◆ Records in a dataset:
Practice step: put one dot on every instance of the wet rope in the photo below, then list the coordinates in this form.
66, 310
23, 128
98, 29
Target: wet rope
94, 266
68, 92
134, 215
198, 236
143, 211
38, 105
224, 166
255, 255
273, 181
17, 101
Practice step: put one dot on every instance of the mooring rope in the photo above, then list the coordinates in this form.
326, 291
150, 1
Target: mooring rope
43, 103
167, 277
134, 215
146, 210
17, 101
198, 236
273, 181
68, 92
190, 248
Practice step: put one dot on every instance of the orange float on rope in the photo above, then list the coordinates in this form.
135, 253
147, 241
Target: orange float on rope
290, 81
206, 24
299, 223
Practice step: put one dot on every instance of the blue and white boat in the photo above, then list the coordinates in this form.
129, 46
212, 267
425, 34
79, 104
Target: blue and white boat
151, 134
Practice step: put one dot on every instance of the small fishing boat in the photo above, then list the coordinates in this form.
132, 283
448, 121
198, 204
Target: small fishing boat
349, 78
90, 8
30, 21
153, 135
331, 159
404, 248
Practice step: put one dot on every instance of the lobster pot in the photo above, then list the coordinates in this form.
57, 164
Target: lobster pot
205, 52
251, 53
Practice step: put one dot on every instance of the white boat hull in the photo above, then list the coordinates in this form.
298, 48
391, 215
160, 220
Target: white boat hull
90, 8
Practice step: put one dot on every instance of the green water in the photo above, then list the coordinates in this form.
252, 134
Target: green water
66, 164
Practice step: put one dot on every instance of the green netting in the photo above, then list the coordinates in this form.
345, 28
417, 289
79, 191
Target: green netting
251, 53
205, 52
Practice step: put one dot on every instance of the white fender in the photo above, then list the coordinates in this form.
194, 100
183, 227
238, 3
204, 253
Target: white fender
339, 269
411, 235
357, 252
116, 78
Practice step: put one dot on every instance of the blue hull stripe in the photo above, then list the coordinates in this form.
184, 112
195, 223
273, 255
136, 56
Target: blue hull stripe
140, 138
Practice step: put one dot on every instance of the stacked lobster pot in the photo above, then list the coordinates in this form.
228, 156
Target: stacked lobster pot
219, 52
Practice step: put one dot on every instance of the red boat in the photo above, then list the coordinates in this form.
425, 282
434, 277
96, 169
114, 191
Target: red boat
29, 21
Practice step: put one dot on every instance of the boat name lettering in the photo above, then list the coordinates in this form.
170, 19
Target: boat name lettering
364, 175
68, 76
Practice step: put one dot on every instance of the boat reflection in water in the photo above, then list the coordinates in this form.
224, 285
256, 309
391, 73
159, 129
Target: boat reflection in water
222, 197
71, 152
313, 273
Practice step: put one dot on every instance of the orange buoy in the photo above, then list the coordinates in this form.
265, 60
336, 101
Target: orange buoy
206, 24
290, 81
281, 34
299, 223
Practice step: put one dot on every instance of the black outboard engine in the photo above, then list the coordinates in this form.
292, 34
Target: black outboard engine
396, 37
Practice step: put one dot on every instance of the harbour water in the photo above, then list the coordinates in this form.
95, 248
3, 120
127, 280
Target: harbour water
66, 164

◆ PROMPT:
Copy out the records above again, swapping each "Practice step" for "Training step" and leaving everything else as it is.

◆ WORKED ANSWER:
Training step: put one dot on every instance of the wet rope in the photo below, then list the coordinates in this form.
66, 310
23, 128
98, 29
Target: wet rope
94, 266
68, 92
134, 215
198, 236
143, 211
38, 105
224, 166
255, 255
273, 181
17, 101
Training step: put one dot on every instance of the mooring rope in the photo above, then list the coordinates in this form.
326, 291
150, 1
Target: mooring rope
43, 103
167, 277
134, 215
146, 210
17, 101
198, 236
273, 181
68, 92
190, 248
Training step: put one dot on every instance of the orange float on rope in the photo above, then list the coordinates in this form.
135, 253
147, 241
Target: orange float on rope
290, 81
206, 24
299, 223
Training step: put one dot on every instance of the blue and white boat in the photo above, then list the coordinates in this form.
129, 46
212, 267
425, 34
79, 104
Target: blue and white boat
151, 134
Training step: put one dot on every instance of the small fishing boat in the photo above, then list the coordinates in this form.
132, 283
448, 121
198, 204
Target: small fishing boat
349, 78
90, 8
30, 21
153, 135
331, 159
404, 248
Training step: put one dot on every instance of the lobster pot in the photo above, then list the coordinates in this form.
57, 164
Target: lobster pot
205, 52
251, 53
Training step: put one dot on every instance of the white boat hull in the photo above, then list the coordinates in this form.
298, 48
391, 215
160, 220
Target: white boat hull
90, 8
Training step: put one dot on every instance of the green water in the photo above, then list the coordinates in this form.
252, 134
Target: green water
66, 164
Training step: put one dot on every instance of the green netting in the photo above, then list the coordinates in this form.
345, 28
417, 289
79, 191
Target: green netting
251, 53
205, 52
Training step: put one dot on every instance of the white fender in the photo above, then list the coordinates in this form.
194, 100
183, 227
238, 3
204, 253
Target: white fender
339, 269
411, 235
357, 252
116, 78
Training step: put one dot on every instance of the blue hull stripe in the photo above, then list the coordinates in this form.
184, 112
195, 223
273, 255
136, 56
Target: blue hull stripe
140, 138
Training step: put one dot on every instance of the stacked lobster pot in the photo above, then list the coordinates in this form.
228, 156
Target: stacked lobster pot
219, 52
Training step: put one dot on every instance of the red boat in the photo above, then list the coordinates in this form.
425, 282
434, 277
96, 169
114, 191
Target: red boat
29, 21
Training step: put one dot on every instance of the boat name lettering in the photo above, then list the coordinates in this form.
170, 19
Target: boat name lettering
364, 175
68, 76
Training step: put one dot on every instance of the boat reflection in water in the photo above, then list the coordinates in this form.
224, 285
256, 309
391, 73
159, 129
Target: boat reflection in water
222, 197
71, 152
313, 273
Training step: put one dot on every instance of the orange buoy in the photo above, then list the coordinates in this form.
265, 60
336, 101
Target: orange buoy
206, 24
290, 81
281, 34
299, 223
Training step: put one dot on every instance of the black outboard engine in the photo above, then list the coordinates in this form.
292, 34
Target: black outboard engine
396, 37
Training step: put one dot on every instance of the harbour water in the photo above, then list the coordinates in this form.
95, 248
3, 120
127, 280
Target: harbour water
66, 164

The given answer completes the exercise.